**Task**
For this exercise, transcribe the records below without changing a word.
++++ Exercise data ++++
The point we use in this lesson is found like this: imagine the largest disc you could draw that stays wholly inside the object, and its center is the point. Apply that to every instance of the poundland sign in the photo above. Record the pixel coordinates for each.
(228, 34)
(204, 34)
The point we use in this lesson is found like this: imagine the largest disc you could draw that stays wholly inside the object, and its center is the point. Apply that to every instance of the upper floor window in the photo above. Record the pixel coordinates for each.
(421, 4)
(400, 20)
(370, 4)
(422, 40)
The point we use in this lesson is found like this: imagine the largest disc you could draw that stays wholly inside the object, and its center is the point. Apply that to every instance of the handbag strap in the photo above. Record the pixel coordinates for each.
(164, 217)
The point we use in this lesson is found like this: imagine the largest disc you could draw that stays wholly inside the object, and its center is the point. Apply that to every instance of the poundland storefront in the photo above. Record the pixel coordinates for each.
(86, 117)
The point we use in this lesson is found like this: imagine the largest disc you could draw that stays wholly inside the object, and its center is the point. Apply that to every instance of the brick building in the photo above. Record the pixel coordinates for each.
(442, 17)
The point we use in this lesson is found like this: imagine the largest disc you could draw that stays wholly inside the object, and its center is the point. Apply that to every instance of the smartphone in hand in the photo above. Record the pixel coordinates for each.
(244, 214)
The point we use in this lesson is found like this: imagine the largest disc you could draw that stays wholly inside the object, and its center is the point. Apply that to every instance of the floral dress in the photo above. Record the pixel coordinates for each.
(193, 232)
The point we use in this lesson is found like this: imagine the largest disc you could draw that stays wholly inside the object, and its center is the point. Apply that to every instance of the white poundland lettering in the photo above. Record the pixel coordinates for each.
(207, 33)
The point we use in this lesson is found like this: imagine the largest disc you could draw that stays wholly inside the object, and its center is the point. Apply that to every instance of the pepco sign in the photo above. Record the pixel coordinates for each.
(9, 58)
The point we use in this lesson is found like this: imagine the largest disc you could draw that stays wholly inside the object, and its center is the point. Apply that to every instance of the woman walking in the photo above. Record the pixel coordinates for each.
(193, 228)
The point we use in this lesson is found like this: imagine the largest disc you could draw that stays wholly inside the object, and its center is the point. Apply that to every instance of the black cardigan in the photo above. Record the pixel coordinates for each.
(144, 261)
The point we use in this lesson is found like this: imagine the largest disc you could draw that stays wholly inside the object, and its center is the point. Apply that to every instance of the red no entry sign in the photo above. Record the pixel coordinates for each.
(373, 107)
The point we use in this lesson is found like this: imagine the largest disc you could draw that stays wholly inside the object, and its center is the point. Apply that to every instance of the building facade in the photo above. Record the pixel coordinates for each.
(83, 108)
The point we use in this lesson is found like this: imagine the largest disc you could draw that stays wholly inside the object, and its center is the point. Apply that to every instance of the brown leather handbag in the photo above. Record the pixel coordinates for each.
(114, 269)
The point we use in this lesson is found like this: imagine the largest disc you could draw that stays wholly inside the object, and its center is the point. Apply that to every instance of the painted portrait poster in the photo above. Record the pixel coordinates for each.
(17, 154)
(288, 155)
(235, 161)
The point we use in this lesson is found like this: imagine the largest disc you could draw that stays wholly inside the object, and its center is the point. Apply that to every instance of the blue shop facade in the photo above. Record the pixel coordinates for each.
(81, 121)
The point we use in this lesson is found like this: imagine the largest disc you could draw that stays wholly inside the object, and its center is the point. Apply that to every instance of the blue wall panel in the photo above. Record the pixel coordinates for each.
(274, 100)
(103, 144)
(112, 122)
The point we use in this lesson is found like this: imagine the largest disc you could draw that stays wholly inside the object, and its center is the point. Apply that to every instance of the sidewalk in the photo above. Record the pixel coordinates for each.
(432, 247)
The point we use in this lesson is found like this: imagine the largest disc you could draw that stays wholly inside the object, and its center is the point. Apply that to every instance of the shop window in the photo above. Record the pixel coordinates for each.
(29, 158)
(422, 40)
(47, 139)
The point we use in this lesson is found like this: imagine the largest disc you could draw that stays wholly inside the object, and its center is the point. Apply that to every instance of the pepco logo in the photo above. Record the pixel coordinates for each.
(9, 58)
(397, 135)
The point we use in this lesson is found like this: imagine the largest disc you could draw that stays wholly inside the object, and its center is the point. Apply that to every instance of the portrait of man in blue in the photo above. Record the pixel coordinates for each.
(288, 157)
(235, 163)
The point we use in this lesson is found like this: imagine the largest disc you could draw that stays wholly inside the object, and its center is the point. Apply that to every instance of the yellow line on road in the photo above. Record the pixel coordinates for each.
++++
**Solution for this exercise**
The point we use in this lesson is found like this: imagine the largest disc you could draw that stays wholly inside the object, and its center is the point. Apply that to every instance of the poundland sign in the photo above. Record the pixel coordinates for each.
(228, 34)
(204, 34)
The point we use in this lesson is found like this: imagine the largest disc you could draw that stays wholly inside the object, and its center is the point. Apply that to every instance of the upper floor window in the photo above. Record the pixel coordinates for each.
(421, 4)
(400, 20)
(370, 4)
(422, 40)
The point we use in this lesson is found like this: imagine the largest disc you could draw that stays wholly inside the object, and its center is the point. Apply that to every instance of the handbag strap in the photo above. Record the pixel coordinates for each.
(164, 217)
The point we use in this lesson is found like this: imagine the largest disc you could draw that stays wholly inside the object, and its center is the point. Apply that to every instance of the poundland storefront in the photo above. Record the pixel coordinates for each.
(86, 117)
The point we use in this lesson is found like this: imagine the largest disc you could draw that stays wholly inside the object, and its center is the point. Apply that to every instance of the brick building in the photo above. Record the pixel coordinates for each.
(442, 17)
The point we use in this lesson is found like this: imagine the largest disc you could draw that stays wholly inside the object, and its center is the point. Apply that to every instance of the smartphone in hand in the photo above. Record the pixel coordinates for each.
(244, 214)
The point we use in this lesson is found like this: imagine the largest disc you could draw that stays wholly inside the object, and its center is the point. Apply that to every instance of the floral dress in the photo above. Record the pixel coordinates for each.
(193, 232)
The point we use in this lesson is found like this: imagine the largest disc you could draw that stays wholly inside the object, and its center is the point. Apply that to every instance of the white poundland lettering in the photo above. Record the pixel coordinates for each.
(207, 33)
The point we use in this lesson is found like this: imagine the largest disc you could draw that stays wholly inside the object, and its center is the point. Apply that to every instance of the pepco sign in the photo above. Record the pixel coordinates for each.
(9, 58)
The point we use in this lesson is found like this: imagine the largest disc you could draw that stays wholly inside the object, and its center is the point. Apply that to every instance of the woman walking in the photo above. Record the pixel coordinates for each.
(193, 228)
The point we use in this lesson is found like this: imagine the largest disc you could draw that stays wholly inside the object, and its center is the point. Apply that to every instance of the black cardigan in the photo above. Record the pixel coordinates for each.
(144, 261)
The point we use in this lesson is found like this: imagine the largest disc you could draw that stays wholly inside the object, and its center is the point. Apply that to every instance of the red no entry sign in the photo above. Record the pixel coordinates for each.
(373, 107)
The point we use in this lesson is found like this: imagine the largest disc you could draw that stays wholly inside the object, and its center is the point. Apply that to every instance of the building facade in the photo above. Record the pixel coordinates for each.
(83, 108)
The point we use in this lesson is found like this: imagine the largest disc you could draw that stays wholly inside the object, and its center is the point. Apply that to every instance of the brown leather handbag in the photo above. Record the pixel coordinates for each.
(114, 269)
The point we use in this lesson is found like this: imagine the largest disc you could draw that stays wholly inside the object, and its center is the point. Apply that to every instance of the painted portrait poster in the photo above. Record the pixel coordinates for each.
(17, 154)
(288, 155)
(235, 161)
The point we use in this lesson is found like this: imagine the largest disc you could draw that stays wholly inside the object, and its center is the point. Apply that to every instance of the blue shop facade in the photo above. Record the pixel coordinates for each.
(81, 121)
The point we use in this lesson is found like this: imagine the largest disc you could draw that stays wholly inside the object, and its center is the point. Apply that to every instance of the blue wall panel in the photo above. Record the pixel coordinates for each.
(274, 100)
(103, 144)
(112, 122)
The point we use in this lesson is found like this: imagine the largest disc you could draw that stays wholly inside the object, and its center is the point. Apply that to every instance of the sidewalk in the photo above. Record the pixel coordinates for each.
(432, 247)
The point we use in this lesson is found like this: imagine the largest disc you could draw that stays wholly inside the object, and its center is the point. Apply that to every instance of the shop window in the photo above. Record the pixel coordinates for each.
(29, 158)
(422, 40)
(47, 139)
The point we use in this lesson is found like this: imagine the largest disc you could draw that stays wholly inside the object, and its center is the point. Apply that to every instance of the pepco logo in the photo above. Record the pixel coordinates for each.
(9, 58)
(397, 135)
The point we use in this lesson is found like this: imagine the largest disc you could draw that stays wholly inside the object, and its center is the point. Apply that to every instance of the portrait of man in blue in the photo above. Record the pixel coordinates for each.
(288, 157)
(235, 163)
The point we use in this lesson is found like this: imagine the largest disc you could draw that stays wholly inside the object, and its center is the point. Apply that to every instance of the yellow line on road in the photo above. Record the pixel coordinates for each.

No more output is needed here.